Instructions for the task: Reproduce exactly the lines from the one containing "In this photo, where can the stone" through the last line of the data, both ends included.

Exercise material:
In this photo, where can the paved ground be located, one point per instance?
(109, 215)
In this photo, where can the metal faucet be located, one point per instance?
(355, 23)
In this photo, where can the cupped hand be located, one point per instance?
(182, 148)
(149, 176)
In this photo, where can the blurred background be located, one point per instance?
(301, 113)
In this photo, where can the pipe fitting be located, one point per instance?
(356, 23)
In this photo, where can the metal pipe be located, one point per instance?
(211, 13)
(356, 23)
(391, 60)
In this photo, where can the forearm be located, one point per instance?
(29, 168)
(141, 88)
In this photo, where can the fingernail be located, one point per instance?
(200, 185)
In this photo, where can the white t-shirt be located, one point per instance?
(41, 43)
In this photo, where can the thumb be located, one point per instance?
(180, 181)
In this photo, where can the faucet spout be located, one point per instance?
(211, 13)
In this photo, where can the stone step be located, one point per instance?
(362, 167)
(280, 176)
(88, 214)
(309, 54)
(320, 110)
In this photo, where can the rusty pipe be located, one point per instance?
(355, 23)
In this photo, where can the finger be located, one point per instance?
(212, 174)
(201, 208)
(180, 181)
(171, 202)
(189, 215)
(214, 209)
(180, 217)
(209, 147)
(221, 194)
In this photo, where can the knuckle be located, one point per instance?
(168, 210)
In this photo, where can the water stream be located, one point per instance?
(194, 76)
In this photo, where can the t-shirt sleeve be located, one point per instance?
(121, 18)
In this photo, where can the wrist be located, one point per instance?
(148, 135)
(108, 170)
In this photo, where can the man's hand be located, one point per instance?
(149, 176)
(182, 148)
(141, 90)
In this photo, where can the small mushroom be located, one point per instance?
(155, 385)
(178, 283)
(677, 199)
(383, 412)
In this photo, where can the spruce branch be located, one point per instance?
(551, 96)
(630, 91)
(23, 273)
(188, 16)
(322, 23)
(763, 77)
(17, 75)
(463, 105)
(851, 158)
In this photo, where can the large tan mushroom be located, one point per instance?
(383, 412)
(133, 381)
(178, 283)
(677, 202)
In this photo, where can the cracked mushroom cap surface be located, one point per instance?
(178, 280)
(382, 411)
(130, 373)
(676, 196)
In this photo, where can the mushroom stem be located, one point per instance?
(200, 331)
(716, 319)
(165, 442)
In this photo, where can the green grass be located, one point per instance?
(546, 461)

Response below:
In this photo, where can the stone step be located, one point per instance?
(362, 167)
(280, 176)
(88, 214)
(309, 54)
(320, 110)
In this photo, where can the rusty pipe be located, one point per instance?
(355, 23)
In this photo, where can the finger be located, one point per instance?
(212, 174)
(201, 208)
(180, 181)
(171, 202)
(189, 215)
(214, 209)
(180, 217)
(209, 147)
(221, 194)
In this photo, where can the knuckle be located, one point per instance?
(168, 210)
In this photo, where can the water stream be located, one point per instance?
(194, 76)
In this photo, where can the t-shirt sleeve be located, one point per instance?
(121, 18)
In this photo, where can the wrist be located, one point per instance?
(148, 135)
(108, 170)
In this photo, where can the man's hand be located, one point per instance?
(149, 176)
(182, 148)
(141, 90)
In this photo, where can the small mushroom be located, one point per instance?
(155, 385)
(178, 283)
(677, 199)
(383, 412)
In this photo, where can the spruce branch be located, one point per instance?
(551, 96)
(630, 91)
(23, 273)
(188, 16)
(322, 23)
(763, 77)
(17, 75)
(463, 105)
(851, 158)
In this photo, where can the large tan mushroom be located, one point per instance?
(383, 412)
(133, 381)
(178, 283)
(677, 202)
In this photo, where can the cracked mushroom cap surface be located, one point per instance?
(178, 280)
(382, 411)
(130, 373)
(676, 196)
In this photo, where can the mushroom stem be located, one point per instance?
(200, 331)
(716, 319)
(165, 442)
In this photo, where can the green grass be located, one point per instance?
(546, 461)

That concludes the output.